Find the string "utility" in the data, and copy out each line that has it.
----- LISTED ENTRIES
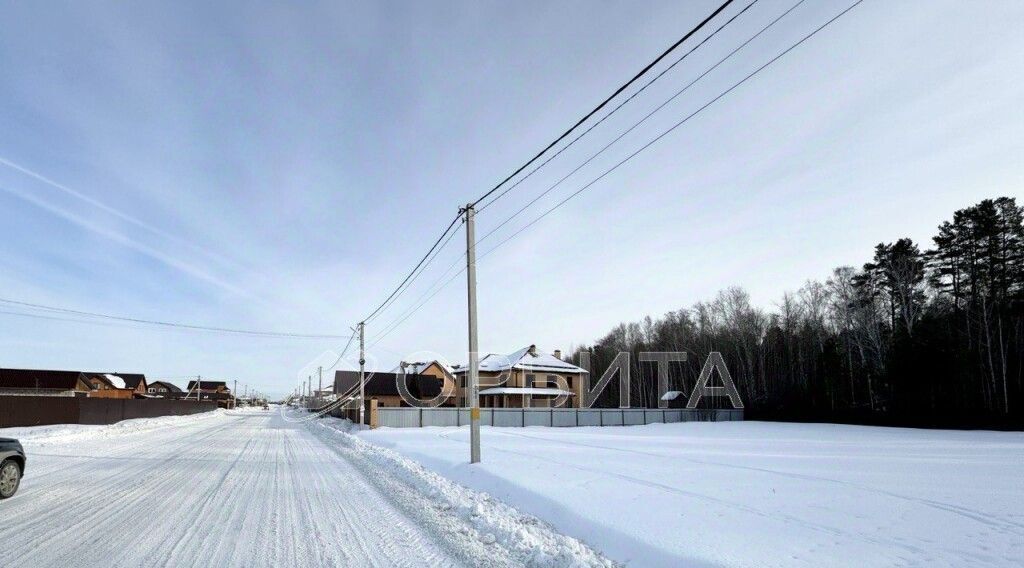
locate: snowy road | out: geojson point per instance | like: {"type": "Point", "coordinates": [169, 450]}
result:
{"type": "Point", "coordinates": [242, 489]}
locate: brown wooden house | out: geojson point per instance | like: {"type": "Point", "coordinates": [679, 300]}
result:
{"type": "Point", "coordinates": [28, 382]}
{"type": "Point", "coordinates": [383, 387]}
{"type": "Point", "coordinates": [531, 379]}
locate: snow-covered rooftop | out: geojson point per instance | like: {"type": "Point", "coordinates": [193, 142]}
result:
{"type": "Point", "coordinates": [418, 367]}
{"type": "Point", "coordinates": [116, 381]}
{"type": "Point", "coordinates": [672, 395]}
{"type": "Point", "coordinates": [527, 391]}
{"type": "Point", "coordinates": [527, 358]}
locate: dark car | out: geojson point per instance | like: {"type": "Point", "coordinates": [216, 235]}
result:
{"type": "Point", "coordinates": [11, 467]}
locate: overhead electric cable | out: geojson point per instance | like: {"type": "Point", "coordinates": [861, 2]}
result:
{"type": "Point", "coordinates": [415, 268]}
{"type": "Point", "coordinates": [597, 108]}
{"type": "Point", "coordinates": [617, 107]}
{"type": "Point", "coordinates": [168, 323]}
{"type": "Point", "coordinates": [644, 119]}
{"type": "Point", "coordinates": [673, 127]}
{"type": "Point", "coordinates": [642, 148]}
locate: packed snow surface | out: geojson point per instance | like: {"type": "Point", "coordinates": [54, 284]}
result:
{"type": "Point", "coordinates": [751, 493]}
{"type": "Point", "coordinates": [253, 488]}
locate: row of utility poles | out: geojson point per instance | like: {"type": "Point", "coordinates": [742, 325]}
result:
{"type": "Point", "coordinates": [472, 378]}
{"type": "Point", "coordinates": [235, 392]}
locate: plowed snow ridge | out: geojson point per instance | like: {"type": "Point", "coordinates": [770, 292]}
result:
{"type": "Point", "coordinates": [250, 489]}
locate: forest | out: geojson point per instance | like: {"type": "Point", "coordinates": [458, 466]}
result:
{"type": "Point", "coordinates": [922, 335]}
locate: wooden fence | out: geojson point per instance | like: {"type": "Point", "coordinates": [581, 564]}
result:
{"type": "Point", "coordinates": [41, 410]}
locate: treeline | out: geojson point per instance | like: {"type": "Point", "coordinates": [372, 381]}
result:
{"type": "Point", "coordinates": [929, 337]}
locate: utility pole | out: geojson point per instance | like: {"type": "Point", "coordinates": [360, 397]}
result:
{"type": "Point", "coordinates": [363, 380]}
{"type": "Point", "coordinates": [474, 362]}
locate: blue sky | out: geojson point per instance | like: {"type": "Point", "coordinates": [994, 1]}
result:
{"type": "Point", "coordinates": [273, 167]}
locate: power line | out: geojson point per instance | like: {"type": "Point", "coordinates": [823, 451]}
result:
{"type": "Point", "coordinates": [604, 118]}
{"type": "Point", "coordinates": [617, 107]}
{"type": "Point", "coordinates": [642, 148]}
{"type": "Point", "coordinates": [606, 100]}
{"type": "Point", "coordinates": [652, 113]}
{"type": "Point", "coordinates": [674, 127]}
{"type": "Point", "coordinates": [409, 281]}
{"type": "Point", "coordinates": [415, 268]}
{"type": "Point", "coordinates": [167, 323]}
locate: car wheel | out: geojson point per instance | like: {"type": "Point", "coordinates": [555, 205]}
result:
{"type": "Point", "coordinates": [10, 477]}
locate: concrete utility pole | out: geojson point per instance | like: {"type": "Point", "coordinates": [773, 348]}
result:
{"type": "Point", "coordinates": [474, 362]}
{"type": "Point", "coordinates": [363, 380]}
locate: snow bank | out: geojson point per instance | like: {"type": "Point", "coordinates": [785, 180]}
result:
{"type": "Point", "coordinates": [41, 436]}
{"type": "Point", "coordinates": [750, 493]}
{"type": "Point", "coordinates": [529, 540]}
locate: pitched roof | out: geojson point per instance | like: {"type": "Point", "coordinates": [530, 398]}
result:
{"type": "Point", "coordinates": [40, 379]}
{"type": "Point", "coordinates": [417, 367]}
{"type": "Point", "coordinates": [527, 358]}
{"type": "Point", "coordinates": [169, 386]}
{"type": "Point", "coordinates": [526, 390]}
{"type": "Point", "coordinates": [386, 384]}
{"type": "Point", "coordinates": [131, 380]}
{"type": "Point", "coordinates": [208, 384]}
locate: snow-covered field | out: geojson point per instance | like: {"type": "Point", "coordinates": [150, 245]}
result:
{"type": "Point", "coordinates": [752, 493]}
{"type": "Point", "coordinates": [252, 488]}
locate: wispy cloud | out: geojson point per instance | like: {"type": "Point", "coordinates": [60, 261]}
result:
{"type": "Point", "coordinates": [125, 241]}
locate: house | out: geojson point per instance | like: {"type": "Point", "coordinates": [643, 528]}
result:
{"type": "Point", "coordinates": [163, 389]}
{"type": "Point", "coordinates": [135, 382]}
{"type": "Point", "coordinates": [43, 383]}
{"type": "Point", "coordinates": [535, 379]}
{"type": "Point", "coordinates": [117, 385]}
{"type": "Point", "coordinates": [443, 373]}
{"type": "Point", "coordinates": [384, 387]}
{"type": "Point", "coordinates": [212, 390]}
{"type": "Point", "coordinates": [109, 386]}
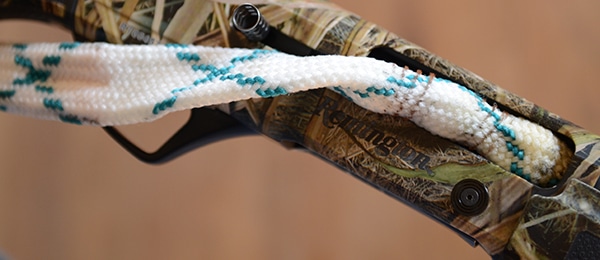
----------
> **ANSWER BOX**:
locate: row of utility poles | out: geojson point per instance | like: {"type": "Point", "coordinates": [742, 325]}
locate: utility pole | out: geojson point per instance | like: {"type": "Point", "coordinates": [360, 397]}
locate: concrete utility pole | out: geojson point per instance | like: {"type": "Point", "coordinates": [773, 348]}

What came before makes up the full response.